◆ Challenges:
**A.** Print the passage from the guide to loan officer websites, starting at "Maybe you’ve noticed, maybe" and ending at "avoid the latter.".
**B.** Carry on the article about loan officer websites and bios from the point where it stops.

This article is part of a series put together by the Total Mortgage marketing team that provides loan officers and other sales professionals with a crash course in marketing and self-promotion. To read other articles in this series, click here.
Maybe you’ve noticed, maybe you haven’t, but the internet is a pretty popular place. That means that there are many benefits to having a website as a loan officer. However, every website is far from created equal, with some shining high and others drowning in a dark abyss. The following guide will help you achieve the former and avoid the latter.
The biography section is one of the most important parts of your website. It’s one of the most frequently visited places on LO websites, which makes sense–potential clients want to figure out who you are. When reviewing your bio, ask yourself if it:
Touches on your background
Here is where you paint the picture of your life before you were a loan officer. It doesn’t have to be extensive, but make sure you have something there. It’s going to be different for everyone. If you had a whole other career before becoming an LO, you’ll have more to talk about than someone who’s only beginning their working life.
Explains why you’re doing what you do
This one isn’t necessary for everyone, but if it makes you look good (e.g. both your parents were real estate professionals and you followed in their path) then by all means, share it with the world. If you threw a dart at a career path, maybe leave that out. Prospective customers and referral partners want to work with someone who is passionate about what they do, and a well-structured background story can help paint that picture.
Talks about your proven track record
Again, not everyone has a proven history. But for those who do, this is your chance to flaunt it. We’re talking numbers here–like how you’ve done over $100 billion in loans during your 15-year career (Wow, I’m impressed). Any other industry accomplishments should be noted as well. Don’t be shy about flaunting awards, certifications, media mentions, or even positive reviews. Those can be huge trust builders for potential customers or referral partners evaluating your expertise.
States your specialty
Not everyone has a specialty (first-time homebuyers, jumbo loans, FHA loans etc.)—and that’s fine—but if you do, make sure you make it known.
Does your bio have a flow to it that carries the reader to the end, or does it bumble along with clunky, impersonal facts? Remember, borrowers like to think they choose loan officers objectively, based solely on skill and experience, but the truth is that personality has a lot to do with it–so make sure your bio has some.
Starting your bio with a cliché is never a good idea. The next mistake is to fill it with generic business statements that reveal nothing about the loan officer’s personality. The whole bio feels dry and inauthentic and is unlikely to woo any potential clients.
This bio touches upon the main points above in a concise manner that is easy to read. The words flow and at the end you have a general sense of what the loan officer is like.

◆ Data listing:
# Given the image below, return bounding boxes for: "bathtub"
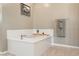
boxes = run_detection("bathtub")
[7,35,51,56]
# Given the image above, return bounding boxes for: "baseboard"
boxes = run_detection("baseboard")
[0,51,8,54]
[52,43,79,49]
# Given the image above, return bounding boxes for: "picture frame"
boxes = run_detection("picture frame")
[21,3,31,16]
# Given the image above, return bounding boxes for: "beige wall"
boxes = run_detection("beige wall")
[0,3,33,51]
[33,3,79,46]
[0,3,79,51]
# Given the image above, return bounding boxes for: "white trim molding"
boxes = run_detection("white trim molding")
[0,51,8,54]
[52,43,79,49]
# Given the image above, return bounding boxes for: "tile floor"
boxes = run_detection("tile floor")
[0,46,79,56]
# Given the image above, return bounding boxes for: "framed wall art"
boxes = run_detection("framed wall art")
[20,3,31,16]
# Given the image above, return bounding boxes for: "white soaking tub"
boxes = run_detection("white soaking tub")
[7,35,51,56]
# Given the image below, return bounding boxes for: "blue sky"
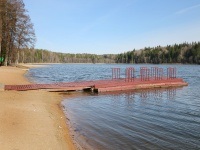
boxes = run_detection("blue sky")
[24,0,200,54]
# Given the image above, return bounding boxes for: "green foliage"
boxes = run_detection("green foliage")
[115,42,200,64]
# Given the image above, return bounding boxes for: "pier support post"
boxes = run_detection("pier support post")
[167,67,176,79]
[125,67,135,82]
[112,68,120,79]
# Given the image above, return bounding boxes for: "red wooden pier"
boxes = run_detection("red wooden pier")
[4,67,188,92]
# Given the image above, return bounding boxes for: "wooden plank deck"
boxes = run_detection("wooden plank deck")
[4,77,188,92]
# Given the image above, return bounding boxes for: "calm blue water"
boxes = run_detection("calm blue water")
[27,64,200,150]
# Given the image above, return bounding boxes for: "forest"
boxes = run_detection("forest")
[0,0,36,66]
[115,42,200,64]
[0,0,200,66]
[19,42,200,64]
[19,49,116,63]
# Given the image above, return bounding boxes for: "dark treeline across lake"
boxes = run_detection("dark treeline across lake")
[27,64,200,150]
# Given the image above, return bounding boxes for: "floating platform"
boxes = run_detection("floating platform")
[4,67,188,93]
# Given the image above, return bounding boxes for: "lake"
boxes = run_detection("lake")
[27,64,200,150]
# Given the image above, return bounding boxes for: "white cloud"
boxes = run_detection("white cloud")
[176,4,200,15]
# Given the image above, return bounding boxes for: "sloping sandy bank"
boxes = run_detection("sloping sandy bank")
[0,67,74,150]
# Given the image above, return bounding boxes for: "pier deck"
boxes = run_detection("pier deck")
[4,67,188,92]
[4,78,188,92]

◆ Answers to each task:
**A.**
Maybe you’ve noticed, maybe you haven’t, but the internet is a pretty popular place. That means that there are many benefits to having a website as a loan officer. However, every website is far from created equal, with some shining high and others drowning in a dark abyss. The following guide will help you achieve the former and avoid the latter.

**B.**
Educational information for borrowers
Personality is important, but you do still have to prove you know what you’re doing. One way to do that is with informative content that makes their lives better. With so much information at their disposal today, customers read content with one thing in mind—what’s in it for me (WIFM)? You don’t want to go divulging every single ingredient in your secret mortgage sauce, but you do want to provide enough details to make prospective clients realize what you’re cooking tastes good. If done right, your content will provide value to the customer and position you as an authority.
High quality content with the WIFM mentality also looks great to search engines, and can help your website rank higher on sites like Google, Yahoo, and Bing. Higher rankings correlate to more traffic, which can help you generate additional leads at no net cost.
You could have:
A Mortgage FAQ
Some example questions:
- How do lenders decide my interest rate?
- What could keep me from getting approved for a mortgage?
- Will my monthly mortgage payment ever go up?
- What’s the purpose of a refinance?
- How much does a refinance cost?
Short videos explaining mortgage topics
Definitely not necessary, but if you think you’re charming enough, having videos on your site is one way to separate yourself from the competition. You’ll only want to go this route if you have a high-quality, HD camera. The topics could be on whatever you want, but a good starting point would be to turn some of the mortgage FAQ questions into videos.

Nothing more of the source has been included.